# PROBLEM TO WORK ON
Every record below should be copied exactly, with the pictures left out.

# DATA TO PROCESS
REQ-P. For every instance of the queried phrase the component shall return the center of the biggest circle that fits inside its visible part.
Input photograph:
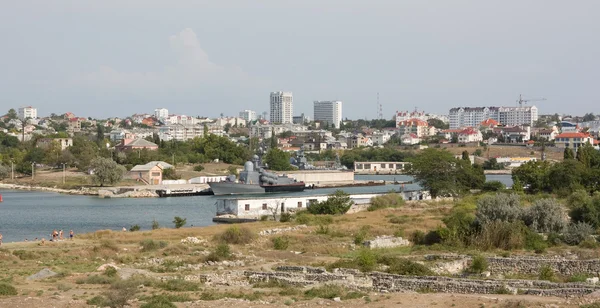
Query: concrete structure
(136, 144)
(573, 140)
(47, 142)
(281, 107)
(322, 177)
(27, 112)
(248, 115)
(148, 174)
(373, 167)
(414, 126)
(161, 114)
(328, 112)
(509, 116)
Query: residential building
(573, 140)
(248, 115)
(136, 144)
(414, 126)
(27, 112)
(509, 116)
(161, 114)
(410, 139)
(469, 135)
(282, 107)
(328, 112)
(64, 143)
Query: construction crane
(521, 100)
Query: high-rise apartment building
(161, 114)
(27, 112)
(282, 107)
(328, 112)
(248, 115)
(508, 116)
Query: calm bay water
(27, 215)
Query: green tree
(442, 174)
(568, 153)
(278, 160)
(336, 204)
(179, 222)
(106, 171)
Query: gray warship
(255, 180)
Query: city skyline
(64, 57)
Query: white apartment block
(161, 114)
(508, 116)
(27, 112)
(248, 115)
(328, 112)
(282, 107)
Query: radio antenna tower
(379, 108)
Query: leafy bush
(502, 235)
(577, 233)
(222, 252)
(494, 186)
(392, 200)
(336, 204)
(545, 215)
(179, 222)
(237, 236)
(546, 273)
(285, 217)
(7, 290)
(158, 301)
(478, 265)
(280, 243)
(150, 245)
(500, 207)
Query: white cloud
(192, 69)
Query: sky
(202, 58)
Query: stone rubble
(281, 230)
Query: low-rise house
(470, 135)
(136, 144)
(148, 174)
(64, 143)
(573, 140)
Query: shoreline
(79, 192)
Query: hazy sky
(118, 57)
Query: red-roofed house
(572, 140)
(414, 126)
(470, 135)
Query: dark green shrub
(390, 200)
(158, 301)
(7, 290)
(285, 217)
(336, 204)
(237, 236)
(547, 273)
(577, 233)
(280, 243)
(478, 265)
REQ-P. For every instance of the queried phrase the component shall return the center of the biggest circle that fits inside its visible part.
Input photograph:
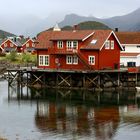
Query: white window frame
(70, 59)
(75, 60)
(33, 45)
(11, 45)
(71, 45)
(107, 45)
(27, 45)
(60, 44)
(91, 60)
(112, 44)
(44, 60)
(5, 45)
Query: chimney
(116, 29)
(75, 27)
(15, 39)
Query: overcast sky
(43, 8)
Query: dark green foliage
(12, 56)
(4, 34)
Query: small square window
(60, 44)
(107, 44)
(112, 44)
(91, 60)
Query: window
(112, 44)
(75, 44)
(75, 60)
(123, 48)
(5, 45)
(11, 44)
(60, 44)
(91, 60)
(33, 45)
(107, 44)
(27, 45)
(71, 59)
(69, 45)
(72, 45)
(43, 60)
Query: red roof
(130, 54)
(100, 36)
(128, 37)
(71, 35)
(46, 38)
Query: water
(68, 115)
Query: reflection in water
(79, 114)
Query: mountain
(31, 25)
(87, 25)
(129, 22)
(4, 34)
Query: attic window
(93, 41)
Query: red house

# RESPONSE TO THE TASK
REQ-P. For every instance of the queried phrase the component shall return the center of the biggest circle that fits inside its visible part.
Input photograph:
Query: concrete structure
(136, 144)
(573, 140)
(47, 142)
(281, 107)
(322, 177)
(27, 112)
(248, 115)
(148, 174)
(373, 167)
(414, 126)
(161, 114)
(328, 112)
(509, 116)
Query: residential building
(573, 140)
(248, 115)
(136, 144)
(414, 126)
(27, 112)
(509, 116)
(161, 114)
(410, 139)
(469, 135)
(282, 107)
(328, 112)
(64, 143)
Query: construction crane
(521, 100)
Query: high-rise apartment building
(161, 114)
(27, 112)
(282, 107)
(328, 112)
(248, 115)
(508, 116)
Query: calm bay water
(27, 215)
Query: green tree
(442, 174)
(568, 153)
(278, 160)
(336, 204)
(179, 222)
(106, 171)
Query: gray warship
(255, 180)
Query: city skyline
(64, 57)
Query: white apartment block
(161, 114)
(508, 116)
(27, 112)
(248, 115)
(328, 112)
(282, 107)
Query: radio antenna tower
(379, 108)
Query: leafy bush
(502, 235)
(577, 233)
(222, 252)
(494, 186)
(392, 200)
(336, 204)
(545, 215)
(179, 222)
(237, 236)
(546, 273)
(285, 217)
(7, 290)
(158, 301)
(478, 265)
(280, 243)
(150, 245)
(500, 207)
Query: white cloud
(192, 69)
Query: sky
(202, 58)
Query: stone rubble
(281, 230)
Query: low-rise house
(470, 135)
(136, 144)
(148, 174)
(64, 143)
(573, 140)
Query: shoreline
(79, 192)
Query: hazy sky
(118, 57)
Query: red-roofed house
(572, 140)
(414, 126)
(470, 135)
Query: dark green shrub
(390, 200)
(158, 301)
(7, 290)
(285, 217)
(336, 204)
(237, 236)
(547, 273)
(577, 233)
(280, 243)
(478, 265)
REQ-P. For every instance of the queried phrase the component shall return the center of the biggest circle that fits inside its visible part.
Input photograph:
Query: white window frame
(70, 59)
(75, 60)
(33, 45)
(11, 45)
(71, 45)
(107, 45)
(27, 45)
(60, 44)
(91, 60)
(112, 44)
(44, 60)
(5, 45)
Query: chimney
(116, 29)
(75, 27)
(15, 39)
Query: overcast sky
(43, 8)
Query: dark green foliage
(12, 56)
(4, 34)
Query: small square window
(60, 44)
(107, 44)
(112, 44)
(91, 60)
Query: window
(112, 44)
(75, 44)
(75, 60)
(123, 48)
(5, 45)
(11, 44)
(60, 44)
(91, 60)
(33, 45)
(107, 44)
(27, 45)
(71, 59)
(69, 45)
(72, 45)
(43, 60)
Query: red roof
(130, 54)
(100, 36)
(128, 37)
(71, 35)
(46, 38)
Query: water
(68, 115)
Query: reflection in water
(79, 114)
Query: mountain
(31, 25)
(87, 25)
(129, 22)
(4, 34)
Query: attic window
(93, 41)
Query: red house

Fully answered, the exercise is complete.